* SET PROBLEM *
Rewrite every one of the records below, putting "Labeling rules" in place of each occurrence of "Style guide" and leaving everything else unchanged.

--- --- ---

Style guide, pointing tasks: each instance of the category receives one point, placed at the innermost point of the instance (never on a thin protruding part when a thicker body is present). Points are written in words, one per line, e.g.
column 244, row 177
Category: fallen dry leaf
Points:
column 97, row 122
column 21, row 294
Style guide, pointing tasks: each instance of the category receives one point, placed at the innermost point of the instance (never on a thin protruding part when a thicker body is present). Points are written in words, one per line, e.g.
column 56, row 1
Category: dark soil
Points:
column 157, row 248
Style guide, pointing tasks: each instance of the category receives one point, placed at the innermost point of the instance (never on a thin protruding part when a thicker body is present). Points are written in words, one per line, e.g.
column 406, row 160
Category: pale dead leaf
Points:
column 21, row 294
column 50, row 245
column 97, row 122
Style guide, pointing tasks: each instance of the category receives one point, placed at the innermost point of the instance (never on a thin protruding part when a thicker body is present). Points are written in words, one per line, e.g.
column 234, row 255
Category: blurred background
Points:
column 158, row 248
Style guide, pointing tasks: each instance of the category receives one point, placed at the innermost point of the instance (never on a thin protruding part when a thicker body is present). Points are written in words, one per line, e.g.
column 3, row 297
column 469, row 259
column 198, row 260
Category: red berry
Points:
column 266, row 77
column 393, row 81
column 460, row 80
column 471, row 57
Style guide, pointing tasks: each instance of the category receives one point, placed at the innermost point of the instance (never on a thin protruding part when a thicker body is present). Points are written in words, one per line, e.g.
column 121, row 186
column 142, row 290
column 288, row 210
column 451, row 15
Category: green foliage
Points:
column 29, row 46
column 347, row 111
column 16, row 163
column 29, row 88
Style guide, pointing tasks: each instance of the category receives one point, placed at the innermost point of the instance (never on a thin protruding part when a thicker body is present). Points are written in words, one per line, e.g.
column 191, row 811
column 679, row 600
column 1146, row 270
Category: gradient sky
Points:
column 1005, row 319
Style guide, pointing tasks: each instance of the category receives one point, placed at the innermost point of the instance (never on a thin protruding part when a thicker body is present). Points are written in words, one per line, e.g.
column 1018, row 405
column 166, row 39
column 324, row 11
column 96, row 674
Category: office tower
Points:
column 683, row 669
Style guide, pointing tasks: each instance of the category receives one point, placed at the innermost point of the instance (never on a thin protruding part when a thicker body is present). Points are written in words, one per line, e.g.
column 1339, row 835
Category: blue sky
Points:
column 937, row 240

--- --- ---

* ANSWER FOR THE TASK *
Labeling rules, pointing tasks: each instance of the category receives one point, placed at the innermost point of the instance (never on a thin protruding part when a thicker body is present). Points are written in words, one per line, e.g.
column 244, row 177
Category: fallen dry leaf
Points:
column 97, row 122
column 21, row 294
Labeling rules, pointing tasks: each instance of the category receives one point, placed at the innermost point of the instance (never on a thin protruding part when a thicker body is present). Points are written in words, one per line, e.g.
column 56, row 1
Category: dark soil
Points:
column 157, row 248
Labeling rules, pointing tasks: each instance of the category receives one point, placed at the innermost point of the instance (never on a thin protruding part when a thicker body is present). Points are written in words, one per line, e.g.
column 406, row 160
Category: pale dead leaf
Points:
column 21, row 294
column 50, row 245
column 97, row 122
Labeling rules, pointing tasks: each instance of the category receives one point, placed at the innermost point of the instance (never on a thin protruding part when a thicker body is present). Points are written in words, one per line, e.g.
column 234, row 255
Category: blurred background
Points:
column 158, row 248
Labeling rules, pointing tasks: each instance of the category receives one point, placed at the innermost point of the instance (never on a thin protruding part when a thicker body is present). Points are written in words, one per line, e.g.
column 3, row 297
column 469, row 259
column 198, row 260
Category: red berry
Points:
column 266, row 77
column 393, row 81
column 460, row 80
column 471, row 57
Labeling rules, pointing tasks: each instance of the category receives one point, placed at the innermost point of the instance (never on a thin protruding part when a thicker body is present). Points are written in words, one per line, e.g.
column 121, row 186
column 142, row 290
column 288, row 210
column 451, row 15
Category: green foliage
Points:
column 29, row 46
column 347, row 111
column 16, row 163
column 29, row 88
Labeling rules, pointing tasks: each instance of the category receives one point, placed at the innermost point of the instance (never on a thin protruding part when a thicker body is present). Points are written in words, one per line, e.g.
column 191, row 811
column 679, row 600
column 1146, row 270
Category: gradient sky
Points:
column 1005, row 319
Labeling rules, pointing tasks: each instance of the category receives one point, placed at the innermost point of the instance (never on a thin protruding part when a thicker body is present). Points are written in words, one per line, e.g.
column 1018, row 405
column 166, row 39
column 324, row 11
column 96, row 674
Category: office tower
Points:
column 683, row 669
Labeling rules, pointing tasks: each instance of the category receives one point, placed at the innermost point of the instance (never on a thin protruding part when a thicker body is present). Points are written in words, one per line, e.g.
column 1339, row 835
Category: blue sky
Points:
column 937, row 240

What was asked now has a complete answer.